(Stored data entries)
——

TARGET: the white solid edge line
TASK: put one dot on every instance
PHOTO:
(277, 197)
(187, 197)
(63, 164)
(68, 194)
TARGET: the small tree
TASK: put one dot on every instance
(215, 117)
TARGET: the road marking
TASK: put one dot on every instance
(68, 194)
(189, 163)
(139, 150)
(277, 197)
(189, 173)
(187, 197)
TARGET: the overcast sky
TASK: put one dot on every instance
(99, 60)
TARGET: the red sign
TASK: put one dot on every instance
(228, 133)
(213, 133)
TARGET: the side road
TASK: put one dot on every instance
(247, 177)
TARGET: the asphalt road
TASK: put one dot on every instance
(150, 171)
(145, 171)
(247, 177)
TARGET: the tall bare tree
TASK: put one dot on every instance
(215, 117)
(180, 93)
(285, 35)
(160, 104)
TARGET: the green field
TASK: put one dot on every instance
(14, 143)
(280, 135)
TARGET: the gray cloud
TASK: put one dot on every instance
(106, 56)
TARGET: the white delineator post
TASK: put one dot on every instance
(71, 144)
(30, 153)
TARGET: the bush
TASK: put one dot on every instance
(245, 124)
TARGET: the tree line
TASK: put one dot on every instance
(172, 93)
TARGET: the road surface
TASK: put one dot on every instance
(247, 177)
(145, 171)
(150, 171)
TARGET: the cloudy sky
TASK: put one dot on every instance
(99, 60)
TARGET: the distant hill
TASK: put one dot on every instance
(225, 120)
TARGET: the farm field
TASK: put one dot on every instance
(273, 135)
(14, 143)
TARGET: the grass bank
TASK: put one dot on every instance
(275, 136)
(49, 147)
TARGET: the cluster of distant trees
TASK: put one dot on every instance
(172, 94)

——

§ WHAT TO WORK ON:
The lines to write out run from the one with "TARGET: the tree line" through the end of the records. Give them exactly, and only them.

§ RESPONSE AREA:
TARGET: the tree line
TASK: put one dot on every instance
(172, 93)
TARGET: the road surface
TASK: put one dot on every instance
(247, 177)
(145, 171)
(150, 171)
TARGET: the cloudy sky
TASK: put one dot on every instance
(99, 60)
TARGET: the distant hill
TASK: put one dot on every instance
(225, 120)
TARGET: the farm field
TASK: put one dot on every instance
(273, 135)
(14, 143)
TARGET: the grass bank
TASK: put one dot on every instance
(275, 136)
(49, 147)
TARGET: the cluster of distant trees
TASK: put one dot on every instance
(172, 94)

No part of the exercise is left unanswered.